====== Given data ======

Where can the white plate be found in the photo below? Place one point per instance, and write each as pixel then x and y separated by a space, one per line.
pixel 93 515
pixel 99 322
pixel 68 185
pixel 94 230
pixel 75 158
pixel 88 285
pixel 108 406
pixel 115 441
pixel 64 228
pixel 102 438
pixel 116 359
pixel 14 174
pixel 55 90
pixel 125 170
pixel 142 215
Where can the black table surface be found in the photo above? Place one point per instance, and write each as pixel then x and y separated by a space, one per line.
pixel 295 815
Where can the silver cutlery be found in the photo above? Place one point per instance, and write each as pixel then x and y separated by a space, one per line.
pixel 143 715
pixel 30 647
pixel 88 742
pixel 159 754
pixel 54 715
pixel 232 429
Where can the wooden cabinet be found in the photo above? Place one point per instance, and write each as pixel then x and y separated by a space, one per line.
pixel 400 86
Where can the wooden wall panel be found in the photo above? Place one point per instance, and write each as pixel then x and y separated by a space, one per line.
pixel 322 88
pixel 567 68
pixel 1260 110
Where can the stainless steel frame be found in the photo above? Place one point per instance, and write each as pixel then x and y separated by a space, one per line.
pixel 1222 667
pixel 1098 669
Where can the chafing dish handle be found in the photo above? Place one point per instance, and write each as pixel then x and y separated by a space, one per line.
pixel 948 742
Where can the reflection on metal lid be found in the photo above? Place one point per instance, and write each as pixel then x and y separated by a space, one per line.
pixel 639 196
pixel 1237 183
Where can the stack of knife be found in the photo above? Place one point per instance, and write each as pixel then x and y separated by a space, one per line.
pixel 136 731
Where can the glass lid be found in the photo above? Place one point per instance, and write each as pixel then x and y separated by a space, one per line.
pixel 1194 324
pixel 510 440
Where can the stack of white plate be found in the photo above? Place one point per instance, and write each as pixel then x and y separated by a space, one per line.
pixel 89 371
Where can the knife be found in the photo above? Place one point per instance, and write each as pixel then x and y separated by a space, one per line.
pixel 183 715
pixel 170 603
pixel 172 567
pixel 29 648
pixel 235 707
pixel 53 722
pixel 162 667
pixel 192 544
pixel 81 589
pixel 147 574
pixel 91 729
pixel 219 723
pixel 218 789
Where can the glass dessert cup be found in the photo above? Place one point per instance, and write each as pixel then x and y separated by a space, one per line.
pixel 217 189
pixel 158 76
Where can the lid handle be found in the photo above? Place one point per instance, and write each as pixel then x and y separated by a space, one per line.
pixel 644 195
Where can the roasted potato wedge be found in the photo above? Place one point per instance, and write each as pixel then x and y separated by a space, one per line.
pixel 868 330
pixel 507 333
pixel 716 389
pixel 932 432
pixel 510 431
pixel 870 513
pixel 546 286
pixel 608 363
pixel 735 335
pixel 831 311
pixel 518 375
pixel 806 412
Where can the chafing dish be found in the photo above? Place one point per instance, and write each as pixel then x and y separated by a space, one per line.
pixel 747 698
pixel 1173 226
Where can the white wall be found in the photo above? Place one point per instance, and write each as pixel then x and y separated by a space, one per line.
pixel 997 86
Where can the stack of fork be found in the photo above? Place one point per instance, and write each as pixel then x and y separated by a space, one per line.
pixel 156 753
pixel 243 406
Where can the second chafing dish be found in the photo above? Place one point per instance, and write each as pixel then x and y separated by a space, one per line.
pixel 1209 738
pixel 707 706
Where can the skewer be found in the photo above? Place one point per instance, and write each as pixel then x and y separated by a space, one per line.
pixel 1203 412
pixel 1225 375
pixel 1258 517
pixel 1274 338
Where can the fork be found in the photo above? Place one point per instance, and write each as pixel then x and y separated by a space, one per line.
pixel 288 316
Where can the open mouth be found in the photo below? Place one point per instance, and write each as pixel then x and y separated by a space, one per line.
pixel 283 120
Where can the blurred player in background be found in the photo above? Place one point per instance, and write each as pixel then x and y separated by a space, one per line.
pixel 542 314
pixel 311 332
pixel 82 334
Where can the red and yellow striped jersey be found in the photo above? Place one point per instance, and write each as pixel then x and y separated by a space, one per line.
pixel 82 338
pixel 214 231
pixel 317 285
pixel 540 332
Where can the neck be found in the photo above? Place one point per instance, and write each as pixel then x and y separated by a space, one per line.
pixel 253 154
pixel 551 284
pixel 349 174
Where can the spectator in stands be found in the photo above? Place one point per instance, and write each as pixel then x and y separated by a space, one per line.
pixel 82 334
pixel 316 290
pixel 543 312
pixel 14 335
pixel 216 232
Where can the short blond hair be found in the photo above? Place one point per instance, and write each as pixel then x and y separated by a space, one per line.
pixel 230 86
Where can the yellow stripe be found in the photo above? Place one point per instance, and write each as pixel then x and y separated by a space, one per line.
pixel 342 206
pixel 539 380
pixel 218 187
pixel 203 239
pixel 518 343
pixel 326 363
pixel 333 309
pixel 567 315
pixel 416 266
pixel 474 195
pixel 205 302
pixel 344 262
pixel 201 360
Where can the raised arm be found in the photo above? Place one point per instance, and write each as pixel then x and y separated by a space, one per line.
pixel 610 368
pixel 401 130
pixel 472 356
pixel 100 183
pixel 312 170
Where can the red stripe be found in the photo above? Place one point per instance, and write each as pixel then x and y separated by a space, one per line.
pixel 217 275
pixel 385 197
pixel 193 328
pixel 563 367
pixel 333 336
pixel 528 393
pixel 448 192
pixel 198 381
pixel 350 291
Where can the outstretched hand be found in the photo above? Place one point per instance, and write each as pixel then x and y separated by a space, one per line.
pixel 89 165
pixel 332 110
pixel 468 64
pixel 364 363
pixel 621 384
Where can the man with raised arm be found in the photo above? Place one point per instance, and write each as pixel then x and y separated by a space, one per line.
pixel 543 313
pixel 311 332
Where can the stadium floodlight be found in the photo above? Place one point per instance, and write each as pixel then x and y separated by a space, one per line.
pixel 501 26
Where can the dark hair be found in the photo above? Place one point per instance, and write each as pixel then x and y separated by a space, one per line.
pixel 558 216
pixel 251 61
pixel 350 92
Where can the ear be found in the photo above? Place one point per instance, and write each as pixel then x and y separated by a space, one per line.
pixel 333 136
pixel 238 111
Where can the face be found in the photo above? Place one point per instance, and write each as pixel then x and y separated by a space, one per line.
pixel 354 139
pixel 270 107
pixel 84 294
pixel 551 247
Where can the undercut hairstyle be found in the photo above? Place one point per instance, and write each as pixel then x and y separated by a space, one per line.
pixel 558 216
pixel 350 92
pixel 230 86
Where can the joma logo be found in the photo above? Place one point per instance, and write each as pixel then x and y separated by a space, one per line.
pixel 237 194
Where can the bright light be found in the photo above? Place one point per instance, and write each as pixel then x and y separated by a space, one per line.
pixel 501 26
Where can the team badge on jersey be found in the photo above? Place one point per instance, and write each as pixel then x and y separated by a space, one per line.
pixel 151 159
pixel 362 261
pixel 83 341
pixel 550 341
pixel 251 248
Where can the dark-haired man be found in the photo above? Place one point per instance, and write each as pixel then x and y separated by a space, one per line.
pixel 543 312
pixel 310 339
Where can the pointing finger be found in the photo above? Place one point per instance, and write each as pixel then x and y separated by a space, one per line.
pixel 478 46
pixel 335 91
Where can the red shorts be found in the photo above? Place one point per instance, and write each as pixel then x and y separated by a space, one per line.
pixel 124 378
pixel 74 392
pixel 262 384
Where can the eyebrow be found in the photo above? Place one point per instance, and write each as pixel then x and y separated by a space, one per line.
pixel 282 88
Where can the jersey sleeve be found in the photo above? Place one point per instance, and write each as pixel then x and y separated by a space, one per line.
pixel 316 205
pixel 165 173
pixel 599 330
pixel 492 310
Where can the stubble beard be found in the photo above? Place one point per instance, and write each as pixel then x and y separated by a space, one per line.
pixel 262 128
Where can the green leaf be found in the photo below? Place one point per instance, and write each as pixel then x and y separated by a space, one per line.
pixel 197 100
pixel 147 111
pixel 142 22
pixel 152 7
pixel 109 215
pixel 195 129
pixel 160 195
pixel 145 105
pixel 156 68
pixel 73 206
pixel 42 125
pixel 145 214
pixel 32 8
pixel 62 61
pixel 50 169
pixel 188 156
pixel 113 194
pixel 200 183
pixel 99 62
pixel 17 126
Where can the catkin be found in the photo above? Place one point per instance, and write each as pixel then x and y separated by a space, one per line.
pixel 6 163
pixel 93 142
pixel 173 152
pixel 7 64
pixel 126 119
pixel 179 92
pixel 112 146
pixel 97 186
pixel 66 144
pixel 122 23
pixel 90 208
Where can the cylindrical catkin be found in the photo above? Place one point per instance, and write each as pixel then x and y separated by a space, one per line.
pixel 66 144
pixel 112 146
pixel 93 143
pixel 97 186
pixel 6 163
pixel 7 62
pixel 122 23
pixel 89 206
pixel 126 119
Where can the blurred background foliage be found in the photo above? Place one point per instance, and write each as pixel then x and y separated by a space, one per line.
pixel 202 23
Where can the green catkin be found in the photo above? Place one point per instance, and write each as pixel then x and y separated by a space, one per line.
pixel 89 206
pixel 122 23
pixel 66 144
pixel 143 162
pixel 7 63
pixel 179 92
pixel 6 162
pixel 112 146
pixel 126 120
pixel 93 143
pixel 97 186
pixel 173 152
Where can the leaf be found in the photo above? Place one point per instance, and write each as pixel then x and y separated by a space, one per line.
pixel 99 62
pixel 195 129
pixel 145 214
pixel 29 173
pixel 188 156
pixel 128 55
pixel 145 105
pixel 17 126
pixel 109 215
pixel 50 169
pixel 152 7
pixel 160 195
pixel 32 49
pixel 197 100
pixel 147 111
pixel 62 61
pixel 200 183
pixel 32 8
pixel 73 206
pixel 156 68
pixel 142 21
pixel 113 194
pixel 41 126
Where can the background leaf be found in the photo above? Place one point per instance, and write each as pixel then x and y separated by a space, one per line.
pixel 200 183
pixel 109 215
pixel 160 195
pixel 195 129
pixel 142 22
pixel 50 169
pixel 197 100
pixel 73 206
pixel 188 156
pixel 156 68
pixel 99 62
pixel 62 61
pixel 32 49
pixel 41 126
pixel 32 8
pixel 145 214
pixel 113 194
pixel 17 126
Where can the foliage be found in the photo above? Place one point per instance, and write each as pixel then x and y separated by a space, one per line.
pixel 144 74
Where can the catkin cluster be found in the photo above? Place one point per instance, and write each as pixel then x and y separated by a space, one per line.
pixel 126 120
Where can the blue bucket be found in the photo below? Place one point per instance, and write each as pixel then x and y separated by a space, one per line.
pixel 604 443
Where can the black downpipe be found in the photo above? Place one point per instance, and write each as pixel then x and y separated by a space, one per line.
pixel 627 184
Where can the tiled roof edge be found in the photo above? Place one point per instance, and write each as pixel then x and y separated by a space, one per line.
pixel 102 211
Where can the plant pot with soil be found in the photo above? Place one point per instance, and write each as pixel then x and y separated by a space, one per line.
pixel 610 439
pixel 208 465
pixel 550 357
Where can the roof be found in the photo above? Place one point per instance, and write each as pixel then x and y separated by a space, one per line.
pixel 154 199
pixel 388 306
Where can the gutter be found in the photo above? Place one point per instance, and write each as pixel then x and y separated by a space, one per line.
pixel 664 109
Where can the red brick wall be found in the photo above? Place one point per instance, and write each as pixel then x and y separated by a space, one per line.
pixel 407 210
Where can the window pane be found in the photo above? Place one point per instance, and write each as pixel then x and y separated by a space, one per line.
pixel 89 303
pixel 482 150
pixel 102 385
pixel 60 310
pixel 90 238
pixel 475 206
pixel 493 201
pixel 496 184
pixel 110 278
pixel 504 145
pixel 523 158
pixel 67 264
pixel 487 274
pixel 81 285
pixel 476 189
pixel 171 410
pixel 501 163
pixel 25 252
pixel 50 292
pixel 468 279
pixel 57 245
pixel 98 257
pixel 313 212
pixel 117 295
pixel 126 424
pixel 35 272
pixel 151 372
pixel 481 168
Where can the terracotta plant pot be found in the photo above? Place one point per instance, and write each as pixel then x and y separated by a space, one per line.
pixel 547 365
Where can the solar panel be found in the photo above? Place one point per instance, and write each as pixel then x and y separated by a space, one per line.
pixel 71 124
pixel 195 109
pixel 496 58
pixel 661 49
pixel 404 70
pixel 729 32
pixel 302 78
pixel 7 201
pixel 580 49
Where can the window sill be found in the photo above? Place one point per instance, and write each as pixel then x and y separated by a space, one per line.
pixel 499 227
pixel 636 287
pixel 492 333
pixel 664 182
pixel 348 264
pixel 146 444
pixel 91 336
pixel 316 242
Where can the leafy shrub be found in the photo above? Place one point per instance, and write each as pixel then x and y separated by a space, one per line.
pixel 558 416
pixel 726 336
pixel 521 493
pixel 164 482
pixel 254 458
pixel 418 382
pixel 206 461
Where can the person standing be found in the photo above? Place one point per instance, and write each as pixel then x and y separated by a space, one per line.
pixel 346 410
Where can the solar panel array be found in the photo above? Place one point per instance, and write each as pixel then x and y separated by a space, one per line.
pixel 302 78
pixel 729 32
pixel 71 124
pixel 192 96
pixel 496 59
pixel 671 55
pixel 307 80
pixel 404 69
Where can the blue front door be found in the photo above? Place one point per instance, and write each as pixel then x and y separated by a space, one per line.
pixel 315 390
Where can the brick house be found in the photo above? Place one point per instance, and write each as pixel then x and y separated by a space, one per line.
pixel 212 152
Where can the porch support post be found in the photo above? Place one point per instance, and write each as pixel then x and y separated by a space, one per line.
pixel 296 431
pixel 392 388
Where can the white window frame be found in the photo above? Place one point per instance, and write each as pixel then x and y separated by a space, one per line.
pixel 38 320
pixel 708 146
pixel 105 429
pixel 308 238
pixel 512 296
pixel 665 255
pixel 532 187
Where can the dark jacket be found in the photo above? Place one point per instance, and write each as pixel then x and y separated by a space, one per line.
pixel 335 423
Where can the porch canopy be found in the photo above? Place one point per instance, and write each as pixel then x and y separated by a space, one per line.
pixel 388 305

======

Given task:
Reproduce the lines of the material above verbatim, from the line containing "Where can the stack of white" through the line containing "pixel 644 195", including both of those lines.

Complete answer:
Where can the stack of white plate be found in the photo above? Place one point per instance, and write each as pixel then x and y separated by a space, one per line.
pixel 89 371
Where can the knife be found in the photo above? Place one point per instance, and write each as pixel then x and y separated by a space, one per line.
pixel 183 715
pixel 170 603
pixel 172 567
pixel 29 648
pixel 235 707
pixel 53 722
pixel 162 667
pixel 192 544
pixel 81 589
pixel 147 574
pixel 91 729
pixel 219 723
pixel 218 789
Where can the glass dessert cup be found in the photo above? Place one point per instance, and write each as pixel then x and y separated by a space, one per line.
pixel 217 189
pixel 158 76
Where can the lid handle be found in the photo above? Place one point per instance, and write each as pixel then x and y separated by a space, one per line.
pixel 644 195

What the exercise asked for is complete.